▸ **PAGE EXCERPT**:
########
SEC. 11. REIMBURSABLE AGREEMENTS.
(a) Preclearance.--
(1) In general.--The Secretary may enter into a
reimbursable fee agreement with a person for preclearance (at
a location outside the United States) of plants, plant
products, and articles for movement into the United States.
(2) Account.--All funds collected under this subsection
shall be credited to an account that may be established by
the Secretary and remain available until expended without
fiscal year limitation.
(b) Overtime.--
(1) In general.--Notwithstanding any other law, the
Secretary may pay an employee of the Department of
Agriculture performing services under this Act relating to
imports into and exports from the United States, for all
overtime, night, or holiday work performed by the employee,
at a rate of pay determined by the Secretary.
(2) Reimbursement of secretary.--The Secretary may require
a person for whom the services are performed to reimburse the
Secretary for any funds paid by the Secretary for the
services.
(3) Account.--All funds collected under this subsection
shall be credited to the account that incurs the costs and
remain available until expended without fiscal year
limitation.
(c) Late Payment Penalty and Interest.--
(1) Penalty.--On failure of a person to reimburse the
Secretary in accordance with this section, the Secretary may
assess a late payment penalty against the person.
(2) Interest.--Overdue funds due the Secretary under this
section shall accrue interest in accordance with section 3717
of title 31, United States Code.
(3) Account.--A late payment penalty and accrued interest
shall be credited to the account that incurs the costs and
shall remain available until expended without fiscal year
limitation.
SEC. l2. VIOLATIONS; PENALTIES.
(a) Criminal Penalties.--A person who knowingly violates
this Act, or who knowingly forges, counterfeits, or, without
authority from the Secretary, uses, alters, defaces, or
destroys a certificate, permit, or other document provided
under this Act shall be guilty of a misdemeanor, and, on
conviction, shall be fined in accordance with title 18,
United States Code, or imprisoned for not more than 1 year,
or both.
########
▸ **REQUIRED TASK A**:
Answer these questions from the statute excerpt, marking each answer like its question:
(i) Where does preclearance of plants, plant products, and articles take place under subsection (a)?
(ii) What may the Secretary assess against a person who fails to reimburse the Secretary?
(iii) What is the longest prison term for a person convicted under the criminal penalties provision?
▸ **REQUIRED TASK B**: Please translate this sentence from the statute excerpt into Spanish: "The Secretary may require a person for whom the services are performed to reimburse the Secretary for any funds paid by the Secretary for the services."
▸ **REQUIRED TASK C**: Write out the statute excerpt word for word between "(2) Interest.--Overdue funds" and "United States Code.", inclusive.
The lines that come next are separate from the statute excerpt.

▸ **AVAILABLE DATA**:
########
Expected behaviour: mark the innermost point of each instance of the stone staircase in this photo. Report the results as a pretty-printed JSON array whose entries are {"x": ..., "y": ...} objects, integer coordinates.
########
▸ **EXERCISE RESULT A**:
(i) At a location outside the United States.
(ii) A late payment penalty.
(iii) Not more than 1 year.

▸ **EXERCISE RESULT B**: El Secretario podrá exigir a una persona para quien se prestan los servicios que reembolse al Secretario cualquier fondo pagado por el Secretario por dichos servicios.

▸ **EXERCISE RESULT C**:
(2) Interest.--Overdue funds due the Secretary under this
section shall accrue interest in accordance with section 3717
of title 31, United States Code.